▶ [DIRECTIONS FOR THIS TASK]:
Copy out the lines word for word, starting at the line that contains "Target: stack of cards" and continuing through the last line, including both.

▶ [DATASET CONTENT]:

^^^^^^^^

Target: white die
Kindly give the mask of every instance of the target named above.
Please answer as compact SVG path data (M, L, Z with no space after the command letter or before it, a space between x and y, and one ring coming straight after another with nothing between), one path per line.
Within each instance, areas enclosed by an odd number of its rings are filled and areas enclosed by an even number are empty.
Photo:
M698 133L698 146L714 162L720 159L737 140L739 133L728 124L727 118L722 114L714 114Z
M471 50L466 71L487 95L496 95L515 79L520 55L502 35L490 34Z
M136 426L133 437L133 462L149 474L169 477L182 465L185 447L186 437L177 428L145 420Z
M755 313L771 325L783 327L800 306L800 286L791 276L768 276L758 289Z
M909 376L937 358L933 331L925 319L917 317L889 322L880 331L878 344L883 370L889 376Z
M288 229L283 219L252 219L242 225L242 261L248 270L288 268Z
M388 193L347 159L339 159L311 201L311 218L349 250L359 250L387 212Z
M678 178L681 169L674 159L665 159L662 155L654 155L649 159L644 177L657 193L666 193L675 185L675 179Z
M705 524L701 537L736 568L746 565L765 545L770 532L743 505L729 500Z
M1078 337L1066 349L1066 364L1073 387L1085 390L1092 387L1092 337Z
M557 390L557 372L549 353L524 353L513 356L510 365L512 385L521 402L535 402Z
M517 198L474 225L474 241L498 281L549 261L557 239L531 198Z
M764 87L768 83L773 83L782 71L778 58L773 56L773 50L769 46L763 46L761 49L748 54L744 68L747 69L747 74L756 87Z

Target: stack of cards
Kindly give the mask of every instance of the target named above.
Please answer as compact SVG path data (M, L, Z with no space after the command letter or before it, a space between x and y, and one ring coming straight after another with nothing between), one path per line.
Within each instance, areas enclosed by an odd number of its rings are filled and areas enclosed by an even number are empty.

^^^^^^^^

▶ [EXERCISE SOLUTION]:
Target: stack of cards
Kindly give the mask of every instance of the target named above.
Please answer as compact SVG path data (M, L, Z with no space after the command letter or before it, a space between x and y, and one ring coming straight after another with nothing between), one path per line.
Within each instance, areas enclosed by an odd number of its rings are filled and areas enclosed by an even number are empty.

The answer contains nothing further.